* **SUPPLIED TEXT**:
In 1988, the society’s AGM resolved to utilize the FSI and invited sealed tenders restricted to members. The disputant’s bid was accepted, and a Memorandum of Understanding (MoU) dated 14 November 1989 was executed confirming allotment upon payment of ₹7 lakh.

Subsequent policy changes led to substitution of the FSI with Transferable Development Rights (TDR). The society passed fresh resolutions in 1991 and 1992 permitting the disputant to use up to 2700 sq. ft. of TDR at his own cost. Supplementary MoUs were executed in 1992 and 1997, and legal opinion from Dr. D.N. Sonsale, Senior Advocate, confirmed their validity.

However, after years of delay, the society cancelled the MoUs in 2003 despite a status quo order passed by the High Court in 2002. The disputant’s legal heirs challenged this cancellation before the Cooperative Court, which found in their favour — a decision later upheld by the Appellate Court and now affirmed by the High Court.


Issues

  1. Whether the dispute over FSI allotment falls within Section 91 of the Maharashtra Cooperative Societies Act, i.e., whether it “touches the business of the society.”
  2. Whether the MoUs executed by the society’s sub-committee were valid and binding under the authority of general body resolutions.
  3. Whether the society’s subsequent resolution cancelling the MoUs was illegal due to violation of the status quo order.

Petitioner’s Arguments

The petitioners (society and its members) argued that the dispute was not maintainable under Section 91, as it did not arise from membership but from a commercial transaction. They claimed that the tender for FSI was open to the general public, and hence, the transaction was independent of cooperative rights.

They contended that the managing committee lacked authority to delegate powers to an FSI sub-committee or execute MoUs. The MoUs were said to be illegal, unauthorised, and contrary to the society’s bye-laws. Further, they argued that the additional FSI had lapsed under municipal rules and could not be revived through TDR.

* **SET PROBLEM**:
Extract from the case summary the stretch from "However, after years" through "general body resolutions.", copying it word for word. Rely solely on the case summary above.

* **SUPPLIED INFORMATION**:
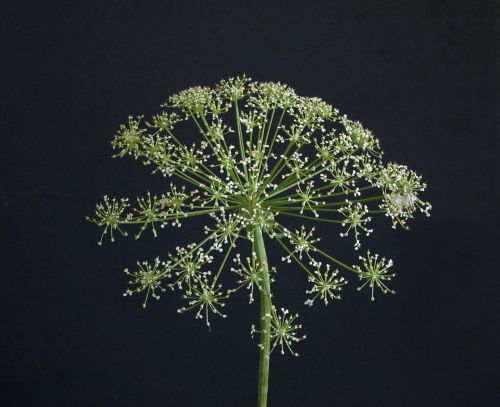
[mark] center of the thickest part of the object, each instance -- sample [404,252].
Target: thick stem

* **SOLUTION FOR THIS TASK**:
However, after years of delay, the society cancelled the MoUs in 2003 despite a status quo order passed by the High Court in 2002. The disputant’s legal heirs challenged this cancellation before the Cooperative Court, which found in their favour — a decision later upheld by the Appellate Court and now affirmed by the High Court.


Issues

  1. Whether the dispute over FSI allotment falls within Section 91 of the Maharashtra Cooperative Societies Act, i.e., whether it “touches the business of the society.”
  2. Whether the MoUs executed by the society’s sub-committee were valid and binding under the authority of general body resolutions.